# TEXT PROVIDED:
In those days, normal was bad. Normal was safe. Normal was slow. Normal was . . . normal.

Now my panic attacks are brought on by the fact that I want life to be normal. I want to be the mom riding the slide with my boy on a Saturday afternoon. I want to be the person who eats dinner watching a half hour at a time of The Return of the Jedi or Chinatown (we aren't too picky as long as we can Tivo it for free) before washing the dishes and getting ready for bed at 9:00. I wish I knew that I would be sitting down to the same desk, the same work every day.

What could bring on such a misplaced desire to be boring?

Maybe it's moving into a house on which I actually put a 30-year mortgage. Although I owned a lovely house in St. Louis, I went for the better rate on the 7-year balloon because I just couldn't fathom living in the same place for more than seven years. (I made it a whopping four, a record for me.)

Maybe it's having a husband who's my best friend. Although in the past my best friends and I did more than look forward to watching new episodes of The Wire and driving to sleepy little towns for lunch on the weekends.

Many would say it's a Welcome to Motherhood moment. But I vowed to be a Hip Mama when I was trying to get pregnant (see "At 39, I Want the Baby Without the Blame," Newsweek, 10/10/05; don't see a google search I did on myself to see if I could include a link to a copy of the article because I found some weird comments about it out there and now it's bugging me).

I think the reason I want 2008 to be the Year of the Normal is because I can't remember the last time life was.

Certainly there's been no normal since our move to Asheville. There was that month trying to find child care for The Boy so I could get back to my work. Those few weeks with the sitter who didn't seem to do much with him except take him to Wendy's and didn't free up too much of my time because whenever I walked through the room I had to hold him until he stopped crying. And those endless weeks when his adjustment to school was delayed by: a cold; an ear infection; the antibiotics he took to kick the ear infection; a visit by my parents when he was just getting over the ear infection; a visit to his aunt and uncle's house in West Virgina followed by a visit here by his grandmother by which time he felt he should rightly be the center of all attention and not have to share toys with a bunch of other kids; and the stomach bug.

# RECORDS:
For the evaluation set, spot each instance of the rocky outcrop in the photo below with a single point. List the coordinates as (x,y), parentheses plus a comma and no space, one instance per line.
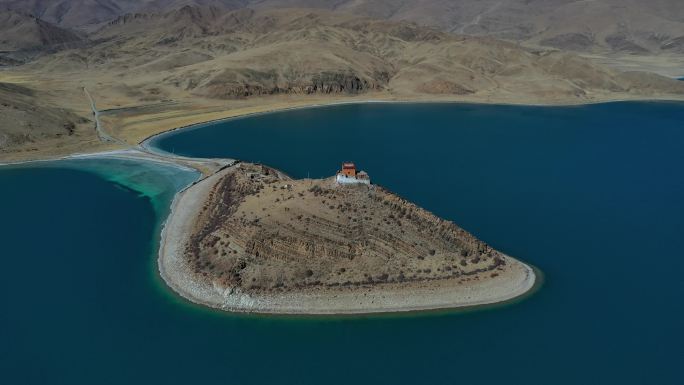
(262,232)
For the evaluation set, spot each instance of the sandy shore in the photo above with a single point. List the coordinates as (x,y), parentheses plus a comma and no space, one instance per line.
(441,294)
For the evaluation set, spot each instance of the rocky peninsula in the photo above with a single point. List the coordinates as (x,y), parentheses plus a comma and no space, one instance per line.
(251,239)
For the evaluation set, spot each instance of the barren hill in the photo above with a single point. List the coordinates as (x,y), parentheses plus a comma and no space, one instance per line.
(24,36)
(196,63)
(615,26)
(208,52)
(258,241)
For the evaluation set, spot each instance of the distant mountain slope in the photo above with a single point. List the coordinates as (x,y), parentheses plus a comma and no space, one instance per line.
(20,31)
(22,36)
(616,26)
(209,52)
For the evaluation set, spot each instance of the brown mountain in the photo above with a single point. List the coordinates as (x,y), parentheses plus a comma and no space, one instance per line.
(165,69)
(615,26)
(208,52)
(23,36)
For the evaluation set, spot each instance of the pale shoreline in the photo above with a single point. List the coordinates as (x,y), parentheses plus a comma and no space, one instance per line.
(386,299)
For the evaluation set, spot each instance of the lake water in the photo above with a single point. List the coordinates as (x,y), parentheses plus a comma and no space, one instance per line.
(592,195)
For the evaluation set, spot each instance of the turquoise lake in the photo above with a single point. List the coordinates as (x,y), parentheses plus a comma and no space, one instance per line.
(591,195)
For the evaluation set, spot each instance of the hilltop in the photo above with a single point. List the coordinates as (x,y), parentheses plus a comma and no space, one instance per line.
(252,239)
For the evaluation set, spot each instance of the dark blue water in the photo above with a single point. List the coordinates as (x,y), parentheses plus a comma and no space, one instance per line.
(593,196)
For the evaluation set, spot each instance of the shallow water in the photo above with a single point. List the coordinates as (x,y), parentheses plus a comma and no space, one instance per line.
(592,195)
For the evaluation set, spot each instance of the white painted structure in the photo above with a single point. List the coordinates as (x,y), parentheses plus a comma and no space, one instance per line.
(343,179)
(348,175)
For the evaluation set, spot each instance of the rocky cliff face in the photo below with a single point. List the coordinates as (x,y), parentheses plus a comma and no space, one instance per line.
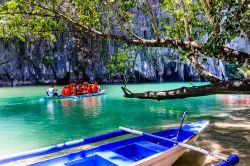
(22,63)
(73,59)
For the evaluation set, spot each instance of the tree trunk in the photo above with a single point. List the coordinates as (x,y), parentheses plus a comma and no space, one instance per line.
(208,76)
(226,87)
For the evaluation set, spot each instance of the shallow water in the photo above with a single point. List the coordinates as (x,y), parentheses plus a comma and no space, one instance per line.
(26,123)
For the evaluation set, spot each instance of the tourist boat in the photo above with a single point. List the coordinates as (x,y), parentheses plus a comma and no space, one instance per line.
(84,95)
(159,148)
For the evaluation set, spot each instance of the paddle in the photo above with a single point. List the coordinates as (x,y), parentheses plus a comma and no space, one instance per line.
(232,159)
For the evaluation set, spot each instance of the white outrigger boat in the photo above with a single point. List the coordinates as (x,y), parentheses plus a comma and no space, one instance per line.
(162,148)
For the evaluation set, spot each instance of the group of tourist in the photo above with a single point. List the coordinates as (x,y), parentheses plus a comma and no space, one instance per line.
(75,89)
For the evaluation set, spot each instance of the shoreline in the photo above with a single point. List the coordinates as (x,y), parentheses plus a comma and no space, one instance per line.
(227,134)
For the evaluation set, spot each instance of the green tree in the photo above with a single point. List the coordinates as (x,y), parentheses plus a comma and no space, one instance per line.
(221,20)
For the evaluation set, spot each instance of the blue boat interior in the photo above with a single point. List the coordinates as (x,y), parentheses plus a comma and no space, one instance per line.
(128,151)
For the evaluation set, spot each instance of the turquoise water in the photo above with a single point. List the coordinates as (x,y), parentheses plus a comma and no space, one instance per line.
(26,123)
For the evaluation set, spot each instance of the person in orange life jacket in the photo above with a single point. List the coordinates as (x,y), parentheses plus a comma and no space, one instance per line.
(74,90)
(67,92)
(85,87)
(95,88)
(63,92)
(89,89)
(79,89)
(52,91)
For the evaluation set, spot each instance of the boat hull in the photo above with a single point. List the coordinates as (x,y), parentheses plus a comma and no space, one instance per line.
(144,150)
(166,158)
(74,97)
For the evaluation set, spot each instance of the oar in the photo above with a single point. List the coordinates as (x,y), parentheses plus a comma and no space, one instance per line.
(232,159)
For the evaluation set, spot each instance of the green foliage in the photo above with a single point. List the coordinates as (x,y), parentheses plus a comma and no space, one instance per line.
(48,61)
(120,62)
(233,72)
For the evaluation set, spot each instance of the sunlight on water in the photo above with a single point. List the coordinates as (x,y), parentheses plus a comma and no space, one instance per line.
(27,123)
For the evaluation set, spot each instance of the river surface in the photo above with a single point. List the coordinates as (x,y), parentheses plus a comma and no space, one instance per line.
(27,123)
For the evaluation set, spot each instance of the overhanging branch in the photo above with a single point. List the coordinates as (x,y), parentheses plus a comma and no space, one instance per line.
(228,87)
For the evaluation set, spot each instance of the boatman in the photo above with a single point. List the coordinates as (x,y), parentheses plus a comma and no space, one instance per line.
(52,91)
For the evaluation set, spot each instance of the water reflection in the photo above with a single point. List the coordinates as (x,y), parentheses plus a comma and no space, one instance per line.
(234,100)
(50,110)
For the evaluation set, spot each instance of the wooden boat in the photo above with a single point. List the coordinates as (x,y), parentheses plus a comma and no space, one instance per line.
(84,95)
(157,149)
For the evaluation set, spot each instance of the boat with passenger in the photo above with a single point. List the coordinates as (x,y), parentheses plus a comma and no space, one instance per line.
(74,91)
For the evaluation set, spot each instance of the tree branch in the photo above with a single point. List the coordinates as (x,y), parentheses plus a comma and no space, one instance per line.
(152,19)
(207,75)
(227,87)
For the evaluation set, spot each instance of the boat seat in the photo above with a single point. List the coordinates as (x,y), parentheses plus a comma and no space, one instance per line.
(152,146)
(115,158)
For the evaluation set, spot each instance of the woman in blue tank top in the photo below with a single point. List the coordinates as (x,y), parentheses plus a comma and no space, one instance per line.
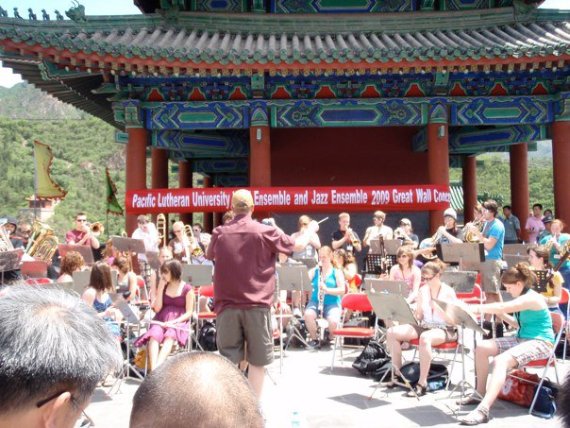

# WORK ORDER 1:
Duplicate the stretch of the piece about wanting a normal life from "Maybe it's having" through "time life was.".
# WORK ORDER 2:
Summarize the piece about wanting a normal life in two sentences.
# WORK ORDER 3:
Write the next part of the piece about wanting a normal life, picking up after its last sentence.

# WRITTEN ANSWER 1:
Maybe it's having a husband who's my best friend. Although in the past my best friends and I did more than look forward to watching new episodes of The Wire and driving to sleepy little towns for lunch on the weekends.

Many would say it's a Welcome to Motherhood moment. But I vowed to be a Hip Mama when I was trying to get pregnant (see "At 39, I Want the Baby Without the Blame," Newsweek, 10/10/05; don't see a google search I did on myself to see if I could include a link to a copy of the article because I found some weird comments about it out there and now it's bugging me).

I think the reason I want 2008 to be the Year of the Normal is because I can't remember the last time life was.

# WRITTEN ANSWER 2:
The writer, who once saw normal life as bad and slow, now has panic attacks from wanting an ordinary life of family weekends, quiet evenings and the same work every day, and wonders whether a 30-year mortgage, a husband who is a best friend, or motherhood lies behind that wish. The writer wants 2008 to be the Year of the Normal because life has not been normal since the move to Asheville, with a month spent finding child care and a son's adjustment to school delayed by illnesses and family visits.

# WRITTEN ANSWER 3:
And then . . . he started liking school. I started working at my desk instead of staring at the school's phone number posted right over my computer and wondering how often I could call to check up on him and whether I'd get the bills paid before they called and told me he'd been crying for 45 minutes straight and would really like to go home now.

In fact, by early December there were even a few days he didn't cry when I left him in the mornings. When he, dare I say it, looked forward to school. I started yoga again. I found time to write.

Until the holidays came. Before I knew it, life was all about being a mother instead of a writer. Imagine the time spent shopping when you have not only a boy's first Christmas gifts, but his first birthday gifts as well. But, wait, there's more -- how about planning Hubby's Christmas gift and making it a surprise party with his out-of-town family members? There just isn't time for normal.

By the time January 2 rolled around and brought with it the start of The Boy's school again I was dead set on normal.

Which is plainly why January 2 was a snow day.

They tell me things shut down here at the merest whisper of snow because of the mountain roads, but I'm pretty sure it's just because everyone else needs a break from normal and no one cares that I am still trying to find my way back to it.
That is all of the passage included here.